**What to produce:** Would you please state how many lines in the entries contain the word "clicks"? Only the number should be given.

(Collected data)
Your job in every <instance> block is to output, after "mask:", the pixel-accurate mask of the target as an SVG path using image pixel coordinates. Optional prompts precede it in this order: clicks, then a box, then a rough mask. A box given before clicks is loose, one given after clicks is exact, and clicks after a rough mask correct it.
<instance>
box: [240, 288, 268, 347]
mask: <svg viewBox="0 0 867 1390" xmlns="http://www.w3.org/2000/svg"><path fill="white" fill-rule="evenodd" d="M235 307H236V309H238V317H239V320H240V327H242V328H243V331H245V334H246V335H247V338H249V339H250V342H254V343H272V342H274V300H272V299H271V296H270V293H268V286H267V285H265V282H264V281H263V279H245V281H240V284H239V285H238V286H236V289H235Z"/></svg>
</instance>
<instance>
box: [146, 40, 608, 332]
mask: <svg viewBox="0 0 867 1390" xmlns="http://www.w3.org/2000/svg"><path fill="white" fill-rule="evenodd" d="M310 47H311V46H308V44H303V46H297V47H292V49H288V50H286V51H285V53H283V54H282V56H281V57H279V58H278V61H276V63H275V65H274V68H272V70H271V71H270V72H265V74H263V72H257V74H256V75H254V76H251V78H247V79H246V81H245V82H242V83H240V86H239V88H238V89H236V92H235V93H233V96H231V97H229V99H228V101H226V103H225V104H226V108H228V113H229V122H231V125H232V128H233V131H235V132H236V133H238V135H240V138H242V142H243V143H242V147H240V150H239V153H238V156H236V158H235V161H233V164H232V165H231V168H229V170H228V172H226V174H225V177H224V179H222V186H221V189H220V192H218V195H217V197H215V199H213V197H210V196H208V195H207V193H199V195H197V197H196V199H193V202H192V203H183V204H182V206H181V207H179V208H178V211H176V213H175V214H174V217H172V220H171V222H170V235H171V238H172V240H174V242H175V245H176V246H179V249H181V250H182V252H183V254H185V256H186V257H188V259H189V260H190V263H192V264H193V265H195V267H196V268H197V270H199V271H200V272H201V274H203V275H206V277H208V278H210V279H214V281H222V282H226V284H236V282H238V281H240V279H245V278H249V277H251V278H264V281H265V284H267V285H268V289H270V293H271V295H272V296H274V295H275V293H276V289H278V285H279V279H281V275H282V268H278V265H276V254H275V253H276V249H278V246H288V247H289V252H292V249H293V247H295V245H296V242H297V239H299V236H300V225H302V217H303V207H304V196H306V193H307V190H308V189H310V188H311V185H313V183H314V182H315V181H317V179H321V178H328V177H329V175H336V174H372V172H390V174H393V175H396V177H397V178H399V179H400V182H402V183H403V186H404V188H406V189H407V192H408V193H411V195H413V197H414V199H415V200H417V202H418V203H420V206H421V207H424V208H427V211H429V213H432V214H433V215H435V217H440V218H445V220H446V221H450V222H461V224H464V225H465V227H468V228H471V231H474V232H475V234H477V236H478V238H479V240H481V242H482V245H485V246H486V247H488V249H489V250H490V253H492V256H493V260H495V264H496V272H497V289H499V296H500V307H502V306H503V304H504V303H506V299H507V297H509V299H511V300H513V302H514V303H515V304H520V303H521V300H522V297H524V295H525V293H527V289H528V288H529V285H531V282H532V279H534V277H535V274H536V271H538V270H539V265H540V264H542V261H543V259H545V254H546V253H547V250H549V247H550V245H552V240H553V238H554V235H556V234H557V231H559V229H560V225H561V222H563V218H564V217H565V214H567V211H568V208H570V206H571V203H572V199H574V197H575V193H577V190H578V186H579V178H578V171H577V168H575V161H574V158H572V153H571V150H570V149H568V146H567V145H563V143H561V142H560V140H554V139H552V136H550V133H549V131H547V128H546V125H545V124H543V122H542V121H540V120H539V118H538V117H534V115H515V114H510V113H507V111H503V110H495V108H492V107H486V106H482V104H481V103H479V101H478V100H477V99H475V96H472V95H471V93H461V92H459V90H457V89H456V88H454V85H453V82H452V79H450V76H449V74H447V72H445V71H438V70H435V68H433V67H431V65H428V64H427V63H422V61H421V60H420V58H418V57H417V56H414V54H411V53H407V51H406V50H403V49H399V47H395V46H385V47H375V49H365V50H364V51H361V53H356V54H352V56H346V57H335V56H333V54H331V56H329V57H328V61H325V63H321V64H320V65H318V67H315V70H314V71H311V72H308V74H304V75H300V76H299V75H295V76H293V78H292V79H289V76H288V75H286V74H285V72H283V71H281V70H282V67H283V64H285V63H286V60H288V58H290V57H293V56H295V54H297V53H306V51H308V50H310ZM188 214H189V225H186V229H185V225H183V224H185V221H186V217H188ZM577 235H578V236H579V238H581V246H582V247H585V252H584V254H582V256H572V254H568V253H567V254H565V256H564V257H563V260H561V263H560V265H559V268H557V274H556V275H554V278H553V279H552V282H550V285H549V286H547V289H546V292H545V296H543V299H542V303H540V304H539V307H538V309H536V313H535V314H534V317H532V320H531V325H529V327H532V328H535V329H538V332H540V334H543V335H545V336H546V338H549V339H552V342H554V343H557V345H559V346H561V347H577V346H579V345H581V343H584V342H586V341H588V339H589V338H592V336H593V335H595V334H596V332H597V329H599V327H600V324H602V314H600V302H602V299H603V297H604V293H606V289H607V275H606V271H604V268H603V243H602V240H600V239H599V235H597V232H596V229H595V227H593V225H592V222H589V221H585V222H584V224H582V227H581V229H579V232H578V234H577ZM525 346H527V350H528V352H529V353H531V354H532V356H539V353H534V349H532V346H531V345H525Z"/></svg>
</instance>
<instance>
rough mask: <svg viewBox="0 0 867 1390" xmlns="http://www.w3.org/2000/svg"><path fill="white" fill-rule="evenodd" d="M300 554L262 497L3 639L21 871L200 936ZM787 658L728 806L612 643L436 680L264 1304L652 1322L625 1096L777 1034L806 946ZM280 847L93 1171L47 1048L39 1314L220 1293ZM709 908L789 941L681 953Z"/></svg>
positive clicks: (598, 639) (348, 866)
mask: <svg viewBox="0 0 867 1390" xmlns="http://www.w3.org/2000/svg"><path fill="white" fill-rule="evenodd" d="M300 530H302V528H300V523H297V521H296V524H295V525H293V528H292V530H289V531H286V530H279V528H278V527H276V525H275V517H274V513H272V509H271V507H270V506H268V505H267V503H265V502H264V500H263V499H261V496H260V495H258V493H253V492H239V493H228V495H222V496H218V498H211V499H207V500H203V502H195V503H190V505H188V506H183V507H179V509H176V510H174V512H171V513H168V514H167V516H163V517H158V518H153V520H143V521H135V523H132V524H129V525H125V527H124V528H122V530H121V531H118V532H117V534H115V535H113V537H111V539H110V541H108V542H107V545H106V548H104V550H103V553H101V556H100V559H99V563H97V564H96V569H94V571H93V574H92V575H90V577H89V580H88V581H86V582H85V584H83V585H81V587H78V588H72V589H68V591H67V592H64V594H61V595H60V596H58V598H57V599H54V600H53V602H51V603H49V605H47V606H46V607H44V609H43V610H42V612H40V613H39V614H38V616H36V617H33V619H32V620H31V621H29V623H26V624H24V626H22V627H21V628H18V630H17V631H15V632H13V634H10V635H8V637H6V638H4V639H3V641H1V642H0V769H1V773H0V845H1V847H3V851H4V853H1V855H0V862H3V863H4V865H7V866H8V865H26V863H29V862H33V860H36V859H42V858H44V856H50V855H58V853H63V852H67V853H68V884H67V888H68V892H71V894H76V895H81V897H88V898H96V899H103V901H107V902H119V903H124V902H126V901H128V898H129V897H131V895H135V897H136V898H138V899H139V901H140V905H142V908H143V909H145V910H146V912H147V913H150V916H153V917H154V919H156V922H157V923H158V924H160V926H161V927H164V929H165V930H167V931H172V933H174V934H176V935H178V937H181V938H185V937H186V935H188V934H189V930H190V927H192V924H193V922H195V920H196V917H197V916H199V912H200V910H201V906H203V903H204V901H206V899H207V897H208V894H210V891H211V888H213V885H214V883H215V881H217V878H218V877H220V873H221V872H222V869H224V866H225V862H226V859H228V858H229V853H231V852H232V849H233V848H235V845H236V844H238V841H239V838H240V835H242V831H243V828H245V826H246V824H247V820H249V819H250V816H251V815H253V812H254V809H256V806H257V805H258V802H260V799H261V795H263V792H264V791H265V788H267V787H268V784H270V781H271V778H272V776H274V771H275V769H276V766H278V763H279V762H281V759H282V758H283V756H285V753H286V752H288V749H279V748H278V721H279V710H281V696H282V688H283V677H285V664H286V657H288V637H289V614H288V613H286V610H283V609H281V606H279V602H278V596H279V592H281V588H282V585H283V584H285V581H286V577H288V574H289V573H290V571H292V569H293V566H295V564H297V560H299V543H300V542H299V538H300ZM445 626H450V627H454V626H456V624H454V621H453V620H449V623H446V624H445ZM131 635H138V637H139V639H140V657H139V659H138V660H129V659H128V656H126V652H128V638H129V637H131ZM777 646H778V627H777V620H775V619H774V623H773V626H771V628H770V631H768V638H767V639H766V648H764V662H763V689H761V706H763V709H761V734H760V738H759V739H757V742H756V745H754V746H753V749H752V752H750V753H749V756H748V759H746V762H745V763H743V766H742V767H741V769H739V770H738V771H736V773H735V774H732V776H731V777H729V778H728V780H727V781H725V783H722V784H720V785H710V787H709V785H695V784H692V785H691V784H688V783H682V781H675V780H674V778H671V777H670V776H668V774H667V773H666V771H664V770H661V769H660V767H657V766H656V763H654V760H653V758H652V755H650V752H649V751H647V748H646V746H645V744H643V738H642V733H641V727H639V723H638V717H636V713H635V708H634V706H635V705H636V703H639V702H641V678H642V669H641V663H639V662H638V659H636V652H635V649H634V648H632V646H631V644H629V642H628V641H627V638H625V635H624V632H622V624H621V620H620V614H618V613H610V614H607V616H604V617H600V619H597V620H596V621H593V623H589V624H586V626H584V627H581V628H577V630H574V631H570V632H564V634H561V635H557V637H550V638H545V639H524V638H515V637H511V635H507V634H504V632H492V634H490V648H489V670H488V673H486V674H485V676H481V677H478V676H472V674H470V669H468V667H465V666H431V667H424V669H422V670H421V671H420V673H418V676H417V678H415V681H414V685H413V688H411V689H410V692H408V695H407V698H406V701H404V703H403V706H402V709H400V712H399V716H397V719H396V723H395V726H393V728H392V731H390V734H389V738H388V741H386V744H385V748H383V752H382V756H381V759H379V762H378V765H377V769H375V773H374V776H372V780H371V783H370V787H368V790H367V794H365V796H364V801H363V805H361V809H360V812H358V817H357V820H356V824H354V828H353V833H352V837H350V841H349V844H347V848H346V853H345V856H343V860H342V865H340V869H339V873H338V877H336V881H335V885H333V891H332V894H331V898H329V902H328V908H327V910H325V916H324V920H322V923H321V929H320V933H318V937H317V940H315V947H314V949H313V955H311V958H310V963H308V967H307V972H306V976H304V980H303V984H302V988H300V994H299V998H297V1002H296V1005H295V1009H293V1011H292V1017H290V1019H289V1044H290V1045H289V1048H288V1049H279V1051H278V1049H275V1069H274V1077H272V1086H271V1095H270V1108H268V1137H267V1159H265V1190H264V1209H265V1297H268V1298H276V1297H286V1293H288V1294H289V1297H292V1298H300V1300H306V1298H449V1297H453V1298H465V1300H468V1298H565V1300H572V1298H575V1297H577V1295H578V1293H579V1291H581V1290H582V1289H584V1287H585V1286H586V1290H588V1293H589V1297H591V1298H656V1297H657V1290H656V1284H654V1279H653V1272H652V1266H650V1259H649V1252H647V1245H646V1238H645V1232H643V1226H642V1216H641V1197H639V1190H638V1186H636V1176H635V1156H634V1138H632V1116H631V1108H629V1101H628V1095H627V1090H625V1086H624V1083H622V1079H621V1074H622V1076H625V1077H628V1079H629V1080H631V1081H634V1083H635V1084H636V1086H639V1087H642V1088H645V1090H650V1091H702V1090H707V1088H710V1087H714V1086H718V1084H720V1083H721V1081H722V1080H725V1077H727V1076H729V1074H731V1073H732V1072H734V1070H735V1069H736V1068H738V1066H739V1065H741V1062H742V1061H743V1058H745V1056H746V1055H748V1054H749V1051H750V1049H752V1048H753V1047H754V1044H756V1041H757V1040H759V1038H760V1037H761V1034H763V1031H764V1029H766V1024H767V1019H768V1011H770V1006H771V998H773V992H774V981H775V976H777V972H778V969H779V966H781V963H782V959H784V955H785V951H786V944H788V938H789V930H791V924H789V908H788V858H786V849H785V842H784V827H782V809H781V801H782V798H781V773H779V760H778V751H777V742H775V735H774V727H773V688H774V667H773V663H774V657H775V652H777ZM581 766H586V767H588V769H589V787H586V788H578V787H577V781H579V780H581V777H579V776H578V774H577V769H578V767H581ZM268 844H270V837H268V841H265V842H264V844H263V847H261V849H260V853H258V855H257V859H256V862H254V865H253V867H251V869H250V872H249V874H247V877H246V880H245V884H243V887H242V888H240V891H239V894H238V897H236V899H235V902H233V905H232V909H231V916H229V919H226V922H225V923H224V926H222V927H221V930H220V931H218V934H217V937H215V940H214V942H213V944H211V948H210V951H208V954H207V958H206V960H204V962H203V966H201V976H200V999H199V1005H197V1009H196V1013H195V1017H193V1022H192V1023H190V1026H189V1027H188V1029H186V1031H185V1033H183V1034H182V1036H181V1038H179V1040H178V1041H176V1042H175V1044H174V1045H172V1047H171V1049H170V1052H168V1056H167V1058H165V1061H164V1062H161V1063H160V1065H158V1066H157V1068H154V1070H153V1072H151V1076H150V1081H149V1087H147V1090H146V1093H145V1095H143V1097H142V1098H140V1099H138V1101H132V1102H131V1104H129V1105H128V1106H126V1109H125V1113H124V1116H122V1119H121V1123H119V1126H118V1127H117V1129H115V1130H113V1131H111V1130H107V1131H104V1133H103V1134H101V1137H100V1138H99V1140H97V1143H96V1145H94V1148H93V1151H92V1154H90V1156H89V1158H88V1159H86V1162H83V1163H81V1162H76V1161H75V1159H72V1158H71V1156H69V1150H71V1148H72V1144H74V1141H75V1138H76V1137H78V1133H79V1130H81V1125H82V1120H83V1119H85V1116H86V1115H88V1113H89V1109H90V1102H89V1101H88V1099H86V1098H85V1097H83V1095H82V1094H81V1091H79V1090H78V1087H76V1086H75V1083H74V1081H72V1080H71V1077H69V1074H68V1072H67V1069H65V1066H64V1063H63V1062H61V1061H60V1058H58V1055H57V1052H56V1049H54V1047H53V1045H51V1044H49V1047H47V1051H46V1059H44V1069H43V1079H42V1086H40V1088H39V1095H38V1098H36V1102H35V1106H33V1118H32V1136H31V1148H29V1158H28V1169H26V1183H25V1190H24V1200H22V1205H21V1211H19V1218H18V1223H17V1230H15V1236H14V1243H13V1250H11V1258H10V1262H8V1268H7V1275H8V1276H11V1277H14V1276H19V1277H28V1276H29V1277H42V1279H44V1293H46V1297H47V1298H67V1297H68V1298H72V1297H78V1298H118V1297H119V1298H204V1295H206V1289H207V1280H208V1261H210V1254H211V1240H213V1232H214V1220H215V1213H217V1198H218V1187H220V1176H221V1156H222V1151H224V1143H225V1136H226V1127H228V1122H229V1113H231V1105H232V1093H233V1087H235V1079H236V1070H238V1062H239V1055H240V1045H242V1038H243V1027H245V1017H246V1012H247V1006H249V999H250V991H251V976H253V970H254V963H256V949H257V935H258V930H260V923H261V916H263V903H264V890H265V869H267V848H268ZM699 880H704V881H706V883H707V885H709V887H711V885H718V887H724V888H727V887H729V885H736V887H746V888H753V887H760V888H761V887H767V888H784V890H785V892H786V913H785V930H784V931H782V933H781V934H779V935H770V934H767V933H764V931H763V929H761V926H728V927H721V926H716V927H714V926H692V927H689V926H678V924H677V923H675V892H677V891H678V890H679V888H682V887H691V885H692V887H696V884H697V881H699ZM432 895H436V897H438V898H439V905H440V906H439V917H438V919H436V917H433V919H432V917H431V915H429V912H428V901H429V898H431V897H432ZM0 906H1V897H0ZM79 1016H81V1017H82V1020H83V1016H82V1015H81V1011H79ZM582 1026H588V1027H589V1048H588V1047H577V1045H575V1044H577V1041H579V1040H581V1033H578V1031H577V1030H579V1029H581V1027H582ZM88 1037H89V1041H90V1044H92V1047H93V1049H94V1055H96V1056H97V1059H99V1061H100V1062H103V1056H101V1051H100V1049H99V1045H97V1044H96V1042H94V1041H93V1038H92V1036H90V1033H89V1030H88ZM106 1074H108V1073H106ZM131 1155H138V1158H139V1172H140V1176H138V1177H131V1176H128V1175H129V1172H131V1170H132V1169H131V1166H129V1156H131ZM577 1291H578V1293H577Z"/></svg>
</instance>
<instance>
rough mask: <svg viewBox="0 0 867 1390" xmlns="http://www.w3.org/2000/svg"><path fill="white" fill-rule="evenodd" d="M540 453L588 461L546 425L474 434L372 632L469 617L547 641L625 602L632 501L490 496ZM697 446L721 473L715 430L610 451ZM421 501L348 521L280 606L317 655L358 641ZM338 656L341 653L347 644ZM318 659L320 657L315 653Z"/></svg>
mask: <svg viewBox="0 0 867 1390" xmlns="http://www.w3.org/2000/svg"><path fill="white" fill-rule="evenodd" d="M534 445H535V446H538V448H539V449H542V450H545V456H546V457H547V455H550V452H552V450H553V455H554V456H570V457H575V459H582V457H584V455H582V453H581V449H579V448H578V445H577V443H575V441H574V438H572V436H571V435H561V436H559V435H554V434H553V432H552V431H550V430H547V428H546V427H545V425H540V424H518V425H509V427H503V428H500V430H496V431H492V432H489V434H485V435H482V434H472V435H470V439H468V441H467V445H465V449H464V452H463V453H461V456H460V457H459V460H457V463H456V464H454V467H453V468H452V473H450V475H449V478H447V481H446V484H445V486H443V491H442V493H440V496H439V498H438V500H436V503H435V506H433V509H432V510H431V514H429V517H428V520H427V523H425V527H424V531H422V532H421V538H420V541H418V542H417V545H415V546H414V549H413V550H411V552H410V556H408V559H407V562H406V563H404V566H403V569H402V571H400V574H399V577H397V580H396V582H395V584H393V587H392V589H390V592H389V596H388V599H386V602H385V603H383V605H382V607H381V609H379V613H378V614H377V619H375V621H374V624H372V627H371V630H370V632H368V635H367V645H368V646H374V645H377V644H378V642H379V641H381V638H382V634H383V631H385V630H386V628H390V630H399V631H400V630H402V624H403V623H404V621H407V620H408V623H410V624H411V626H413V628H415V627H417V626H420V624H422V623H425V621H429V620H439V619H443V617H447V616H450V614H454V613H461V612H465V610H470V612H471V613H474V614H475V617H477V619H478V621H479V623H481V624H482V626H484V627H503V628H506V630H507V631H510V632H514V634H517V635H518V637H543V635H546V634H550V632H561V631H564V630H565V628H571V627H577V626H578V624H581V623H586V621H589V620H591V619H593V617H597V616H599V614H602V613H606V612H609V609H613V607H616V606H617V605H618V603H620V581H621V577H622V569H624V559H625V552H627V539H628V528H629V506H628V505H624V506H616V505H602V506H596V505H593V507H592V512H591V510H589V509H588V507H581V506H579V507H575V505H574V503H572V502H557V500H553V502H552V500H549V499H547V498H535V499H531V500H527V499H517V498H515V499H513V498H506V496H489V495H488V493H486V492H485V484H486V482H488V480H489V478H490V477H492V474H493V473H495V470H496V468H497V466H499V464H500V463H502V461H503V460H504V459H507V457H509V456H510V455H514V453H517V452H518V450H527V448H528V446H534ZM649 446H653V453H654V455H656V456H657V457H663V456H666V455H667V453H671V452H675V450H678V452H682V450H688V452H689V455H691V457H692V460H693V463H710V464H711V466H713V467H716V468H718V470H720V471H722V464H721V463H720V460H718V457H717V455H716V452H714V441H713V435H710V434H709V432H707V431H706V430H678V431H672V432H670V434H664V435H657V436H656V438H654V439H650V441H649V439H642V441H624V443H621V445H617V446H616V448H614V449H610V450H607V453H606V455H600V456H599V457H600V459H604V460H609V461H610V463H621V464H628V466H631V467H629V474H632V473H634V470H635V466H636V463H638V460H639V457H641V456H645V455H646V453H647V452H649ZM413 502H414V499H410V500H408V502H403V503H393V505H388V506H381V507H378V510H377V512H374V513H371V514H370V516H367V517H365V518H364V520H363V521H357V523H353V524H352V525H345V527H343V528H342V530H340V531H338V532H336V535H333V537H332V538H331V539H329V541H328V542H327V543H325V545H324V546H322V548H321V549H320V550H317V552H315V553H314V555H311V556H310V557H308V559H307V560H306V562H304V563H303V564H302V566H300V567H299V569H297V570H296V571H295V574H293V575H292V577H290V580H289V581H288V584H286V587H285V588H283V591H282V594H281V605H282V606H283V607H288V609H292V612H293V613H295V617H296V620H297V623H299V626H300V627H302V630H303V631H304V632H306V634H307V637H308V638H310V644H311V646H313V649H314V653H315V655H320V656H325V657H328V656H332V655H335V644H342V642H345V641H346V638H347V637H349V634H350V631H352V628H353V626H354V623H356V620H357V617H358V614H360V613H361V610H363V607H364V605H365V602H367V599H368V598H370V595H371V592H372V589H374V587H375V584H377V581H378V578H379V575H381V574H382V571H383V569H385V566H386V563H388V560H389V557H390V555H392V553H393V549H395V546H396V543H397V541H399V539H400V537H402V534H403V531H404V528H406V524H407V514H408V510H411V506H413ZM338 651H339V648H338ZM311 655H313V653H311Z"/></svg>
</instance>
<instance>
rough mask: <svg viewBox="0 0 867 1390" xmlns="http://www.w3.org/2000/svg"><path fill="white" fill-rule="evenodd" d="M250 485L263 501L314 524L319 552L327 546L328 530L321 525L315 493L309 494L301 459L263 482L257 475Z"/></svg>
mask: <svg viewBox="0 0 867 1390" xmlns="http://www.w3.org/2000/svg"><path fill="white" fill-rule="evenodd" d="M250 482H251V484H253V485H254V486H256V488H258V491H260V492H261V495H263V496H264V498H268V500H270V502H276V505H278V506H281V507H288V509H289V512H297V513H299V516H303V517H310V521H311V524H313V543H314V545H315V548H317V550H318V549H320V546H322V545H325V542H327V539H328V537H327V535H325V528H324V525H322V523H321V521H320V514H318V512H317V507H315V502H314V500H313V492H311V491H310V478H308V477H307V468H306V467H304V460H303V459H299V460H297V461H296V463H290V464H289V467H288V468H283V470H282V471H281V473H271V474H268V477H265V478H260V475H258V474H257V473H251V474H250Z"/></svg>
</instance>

**Solution to this task:** 2